• **What the task requires**: Extract every line of the data below that contains the word "positive", matching case exactly.

• **The data**:
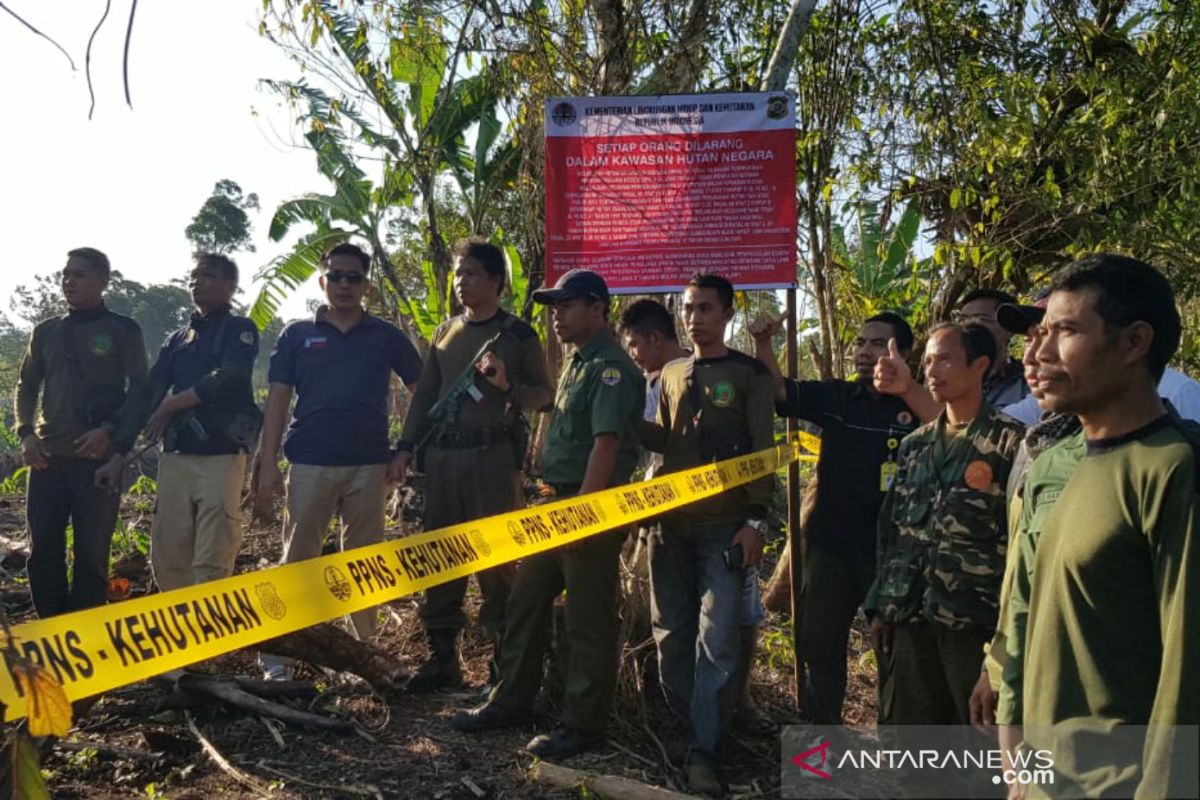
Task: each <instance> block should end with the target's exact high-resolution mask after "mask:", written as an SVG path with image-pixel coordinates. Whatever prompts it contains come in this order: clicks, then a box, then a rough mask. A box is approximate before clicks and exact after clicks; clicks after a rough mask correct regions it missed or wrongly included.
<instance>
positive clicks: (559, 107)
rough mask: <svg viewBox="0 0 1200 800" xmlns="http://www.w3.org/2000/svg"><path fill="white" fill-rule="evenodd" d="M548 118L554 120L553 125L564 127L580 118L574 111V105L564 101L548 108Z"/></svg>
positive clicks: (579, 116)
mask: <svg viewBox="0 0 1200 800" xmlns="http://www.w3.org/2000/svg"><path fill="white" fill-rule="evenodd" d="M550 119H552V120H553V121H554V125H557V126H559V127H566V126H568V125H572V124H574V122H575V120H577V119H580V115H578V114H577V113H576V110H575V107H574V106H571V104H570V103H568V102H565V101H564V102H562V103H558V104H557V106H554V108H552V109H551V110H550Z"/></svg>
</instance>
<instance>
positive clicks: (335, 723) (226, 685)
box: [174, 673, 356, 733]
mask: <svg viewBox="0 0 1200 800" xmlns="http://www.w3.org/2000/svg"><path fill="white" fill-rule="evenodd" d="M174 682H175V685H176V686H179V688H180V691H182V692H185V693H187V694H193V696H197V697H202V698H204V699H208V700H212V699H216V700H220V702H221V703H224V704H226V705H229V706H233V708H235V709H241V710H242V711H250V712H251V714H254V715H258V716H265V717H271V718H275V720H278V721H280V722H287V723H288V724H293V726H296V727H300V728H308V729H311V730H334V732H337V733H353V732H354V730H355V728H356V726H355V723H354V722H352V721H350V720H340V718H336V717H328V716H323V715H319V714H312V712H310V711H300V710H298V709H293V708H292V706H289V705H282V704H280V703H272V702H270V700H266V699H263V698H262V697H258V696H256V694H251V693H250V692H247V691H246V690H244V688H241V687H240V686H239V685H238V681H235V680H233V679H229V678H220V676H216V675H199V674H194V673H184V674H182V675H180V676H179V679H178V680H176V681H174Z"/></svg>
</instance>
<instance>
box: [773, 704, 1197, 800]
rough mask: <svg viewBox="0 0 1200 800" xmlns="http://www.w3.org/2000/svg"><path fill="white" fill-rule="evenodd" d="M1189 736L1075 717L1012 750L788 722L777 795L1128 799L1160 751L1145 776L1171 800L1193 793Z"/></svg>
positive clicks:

...

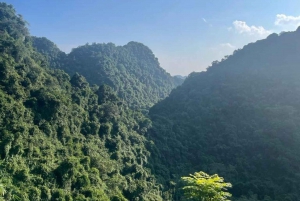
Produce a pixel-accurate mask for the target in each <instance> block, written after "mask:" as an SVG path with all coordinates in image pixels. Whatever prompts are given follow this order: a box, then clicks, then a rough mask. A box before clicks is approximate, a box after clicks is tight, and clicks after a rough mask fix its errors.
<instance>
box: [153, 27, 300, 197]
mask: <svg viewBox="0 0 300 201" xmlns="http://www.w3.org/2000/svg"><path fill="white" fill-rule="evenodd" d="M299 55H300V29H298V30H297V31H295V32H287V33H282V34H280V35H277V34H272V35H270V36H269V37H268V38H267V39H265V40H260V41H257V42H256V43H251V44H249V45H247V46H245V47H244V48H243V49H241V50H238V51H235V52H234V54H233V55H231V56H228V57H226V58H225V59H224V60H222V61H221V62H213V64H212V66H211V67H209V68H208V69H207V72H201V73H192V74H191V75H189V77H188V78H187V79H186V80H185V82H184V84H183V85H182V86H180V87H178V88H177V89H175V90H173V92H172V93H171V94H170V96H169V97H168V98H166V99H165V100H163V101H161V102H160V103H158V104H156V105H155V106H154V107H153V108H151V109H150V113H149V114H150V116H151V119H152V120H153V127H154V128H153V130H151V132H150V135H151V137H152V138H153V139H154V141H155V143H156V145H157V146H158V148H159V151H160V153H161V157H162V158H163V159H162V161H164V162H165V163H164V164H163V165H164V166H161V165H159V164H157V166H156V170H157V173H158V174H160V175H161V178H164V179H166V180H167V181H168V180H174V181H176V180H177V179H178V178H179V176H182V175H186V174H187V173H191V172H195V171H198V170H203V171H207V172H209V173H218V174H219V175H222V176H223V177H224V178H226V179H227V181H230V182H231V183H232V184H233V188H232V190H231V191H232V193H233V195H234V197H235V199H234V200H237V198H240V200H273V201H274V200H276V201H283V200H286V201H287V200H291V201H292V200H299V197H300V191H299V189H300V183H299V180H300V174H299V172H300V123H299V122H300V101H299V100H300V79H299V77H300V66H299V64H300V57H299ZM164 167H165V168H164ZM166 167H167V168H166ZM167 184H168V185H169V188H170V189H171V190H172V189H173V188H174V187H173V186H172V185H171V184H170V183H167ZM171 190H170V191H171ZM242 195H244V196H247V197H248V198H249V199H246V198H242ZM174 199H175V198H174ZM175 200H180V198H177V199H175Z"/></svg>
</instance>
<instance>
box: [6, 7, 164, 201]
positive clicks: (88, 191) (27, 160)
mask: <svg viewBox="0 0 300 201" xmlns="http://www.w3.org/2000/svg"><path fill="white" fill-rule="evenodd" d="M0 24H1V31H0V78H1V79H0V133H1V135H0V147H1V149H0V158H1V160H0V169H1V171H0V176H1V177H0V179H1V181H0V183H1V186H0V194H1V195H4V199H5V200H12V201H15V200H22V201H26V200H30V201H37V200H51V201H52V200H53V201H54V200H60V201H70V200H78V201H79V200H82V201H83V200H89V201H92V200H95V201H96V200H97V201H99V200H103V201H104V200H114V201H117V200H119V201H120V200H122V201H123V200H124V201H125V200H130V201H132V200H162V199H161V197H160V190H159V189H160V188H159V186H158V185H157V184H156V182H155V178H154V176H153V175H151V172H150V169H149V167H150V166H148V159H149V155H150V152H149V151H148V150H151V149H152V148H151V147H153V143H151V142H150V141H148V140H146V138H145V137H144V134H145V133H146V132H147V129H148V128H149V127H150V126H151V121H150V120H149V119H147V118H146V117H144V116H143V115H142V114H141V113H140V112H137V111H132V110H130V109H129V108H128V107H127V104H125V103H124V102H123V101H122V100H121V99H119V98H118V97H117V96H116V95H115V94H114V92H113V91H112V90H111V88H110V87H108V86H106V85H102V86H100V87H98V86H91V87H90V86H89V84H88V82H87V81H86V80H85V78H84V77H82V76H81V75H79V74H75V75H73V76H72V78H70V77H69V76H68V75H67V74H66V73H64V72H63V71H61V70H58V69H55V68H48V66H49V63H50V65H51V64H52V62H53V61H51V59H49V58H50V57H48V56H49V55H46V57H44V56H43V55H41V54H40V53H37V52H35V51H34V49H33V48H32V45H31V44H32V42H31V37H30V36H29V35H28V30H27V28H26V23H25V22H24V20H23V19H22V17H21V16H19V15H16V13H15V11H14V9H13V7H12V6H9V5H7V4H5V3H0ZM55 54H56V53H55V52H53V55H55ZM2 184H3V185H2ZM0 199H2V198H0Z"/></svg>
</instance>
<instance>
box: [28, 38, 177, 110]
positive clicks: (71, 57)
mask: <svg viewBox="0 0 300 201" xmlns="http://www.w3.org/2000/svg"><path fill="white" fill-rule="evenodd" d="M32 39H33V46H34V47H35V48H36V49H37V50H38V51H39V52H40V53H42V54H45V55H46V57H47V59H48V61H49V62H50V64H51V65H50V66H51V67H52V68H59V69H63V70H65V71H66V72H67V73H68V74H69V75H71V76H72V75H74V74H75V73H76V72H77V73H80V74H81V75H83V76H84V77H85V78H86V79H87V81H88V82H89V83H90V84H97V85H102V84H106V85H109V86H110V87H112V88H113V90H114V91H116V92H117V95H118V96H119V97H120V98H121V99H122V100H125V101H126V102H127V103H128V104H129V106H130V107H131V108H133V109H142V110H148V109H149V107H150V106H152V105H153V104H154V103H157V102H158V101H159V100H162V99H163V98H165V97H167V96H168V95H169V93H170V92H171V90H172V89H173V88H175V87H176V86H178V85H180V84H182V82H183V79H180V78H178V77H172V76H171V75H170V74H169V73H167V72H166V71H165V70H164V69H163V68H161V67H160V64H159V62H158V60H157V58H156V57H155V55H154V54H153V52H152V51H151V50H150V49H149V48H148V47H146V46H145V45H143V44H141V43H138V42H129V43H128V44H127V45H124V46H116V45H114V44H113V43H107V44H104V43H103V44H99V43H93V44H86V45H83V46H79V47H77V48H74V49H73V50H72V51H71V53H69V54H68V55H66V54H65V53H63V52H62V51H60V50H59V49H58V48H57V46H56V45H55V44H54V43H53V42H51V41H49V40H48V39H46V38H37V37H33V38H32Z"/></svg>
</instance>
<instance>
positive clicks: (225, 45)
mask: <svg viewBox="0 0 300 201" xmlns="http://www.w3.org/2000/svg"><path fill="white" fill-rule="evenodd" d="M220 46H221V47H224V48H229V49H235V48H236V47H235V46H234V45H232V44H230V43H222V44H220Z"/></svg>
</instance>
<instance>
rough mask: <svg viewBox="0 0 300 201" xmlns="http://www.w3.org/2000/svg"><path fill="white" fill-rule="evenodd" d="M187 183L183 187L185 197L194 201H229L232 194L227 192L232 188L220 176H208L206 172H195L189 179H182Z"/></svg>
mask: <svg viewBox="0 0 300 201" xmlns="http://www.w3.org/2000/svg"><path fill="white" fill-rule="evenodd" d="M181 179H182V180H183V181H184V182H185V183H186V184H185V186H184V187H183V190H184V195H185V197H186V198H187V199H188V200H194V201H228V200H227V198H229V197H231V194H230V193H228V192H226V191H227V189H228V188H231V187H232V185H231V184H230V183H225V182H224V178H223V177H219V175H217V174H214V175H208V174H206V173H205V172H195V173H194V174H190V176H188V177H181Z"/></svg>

• **Exercise response**:
positive clicks: (559, 107)
positive clicks: (579, 116)
positive clicks: (335, 723) (226, 685)
positive clicks:
positive clicks: (88, 191) (27, 160)
positive clicks: (71, 57)
positive clicks: (225, 45)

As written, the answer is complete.